SOURCE MATERIAL:
· · · · ·
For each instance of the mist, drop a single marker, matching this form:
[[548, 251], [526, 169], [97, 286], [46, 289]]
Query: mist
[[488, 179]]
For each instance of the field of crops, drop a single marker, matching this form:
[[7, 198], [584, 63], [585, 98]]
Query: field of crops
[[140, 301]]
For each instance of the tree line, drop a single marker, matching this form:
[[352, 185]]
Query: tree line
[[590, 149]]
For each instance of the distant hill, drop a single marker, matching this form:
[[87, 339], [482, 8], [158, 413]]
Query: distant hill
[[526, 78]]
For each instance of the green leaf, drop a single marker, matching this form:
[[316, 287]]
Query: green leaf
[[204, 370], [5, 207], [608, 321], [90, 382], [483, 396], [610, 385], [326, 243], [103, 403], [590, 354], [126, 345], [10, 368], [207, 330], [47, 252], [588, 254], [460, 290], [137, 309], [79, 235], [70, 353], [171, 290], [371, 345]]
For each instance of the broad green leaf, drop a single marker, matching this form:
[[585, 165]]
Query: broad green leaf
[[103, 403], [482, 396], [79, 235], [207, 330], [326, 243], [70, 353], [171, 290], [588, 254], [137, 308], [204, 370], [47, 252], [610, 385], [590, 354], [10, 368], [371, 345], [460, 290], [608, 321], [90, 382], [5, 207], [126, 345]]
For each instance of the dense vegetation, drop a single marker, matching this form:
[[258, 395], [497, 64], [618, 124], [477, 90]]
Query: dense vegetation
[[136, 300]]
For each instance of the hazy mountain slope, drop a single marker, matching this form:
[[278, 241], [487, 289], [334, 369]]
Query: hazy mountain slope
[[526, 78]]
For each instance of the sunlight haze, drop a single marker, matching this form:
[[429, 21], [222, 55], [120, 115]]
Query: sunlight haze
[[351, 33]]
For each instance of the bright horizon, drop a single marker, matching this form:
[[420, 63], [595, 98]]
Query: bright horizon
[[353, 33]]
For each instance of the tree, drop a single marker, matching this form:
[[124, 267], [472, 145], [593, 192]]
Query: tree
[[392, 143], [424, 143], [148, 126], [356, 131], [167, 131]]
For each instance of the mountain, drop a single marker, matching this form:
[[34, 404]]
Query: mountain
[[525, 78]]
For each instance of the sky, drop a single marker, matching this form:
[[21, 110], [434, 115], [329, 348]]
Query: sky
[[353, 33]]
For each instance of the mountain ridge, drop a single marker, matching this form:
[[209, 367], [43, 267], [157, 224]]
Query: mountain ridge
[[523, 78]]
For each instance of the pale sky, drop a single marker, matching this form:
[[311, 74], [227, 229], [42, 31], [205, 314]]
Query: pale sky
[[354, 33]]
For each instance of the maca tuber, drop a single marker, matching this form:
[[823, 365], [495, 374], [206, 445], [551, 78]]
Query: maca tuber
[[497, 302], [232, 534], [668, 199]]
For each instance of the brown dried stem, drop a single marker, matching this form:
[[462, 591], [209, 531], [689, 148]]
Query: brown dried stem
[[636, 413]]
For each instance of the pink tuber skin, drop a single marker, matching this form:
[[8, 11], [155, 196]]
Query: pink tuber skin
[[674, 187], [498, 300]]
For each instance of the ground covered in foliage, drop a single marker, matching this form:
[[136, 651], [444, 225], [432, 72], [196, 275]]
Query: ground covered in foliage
· · · · ·
EXERCISE PROMPT: Report only how many lines in the listing contain the string "covered".

YOUR SOLUTION: 2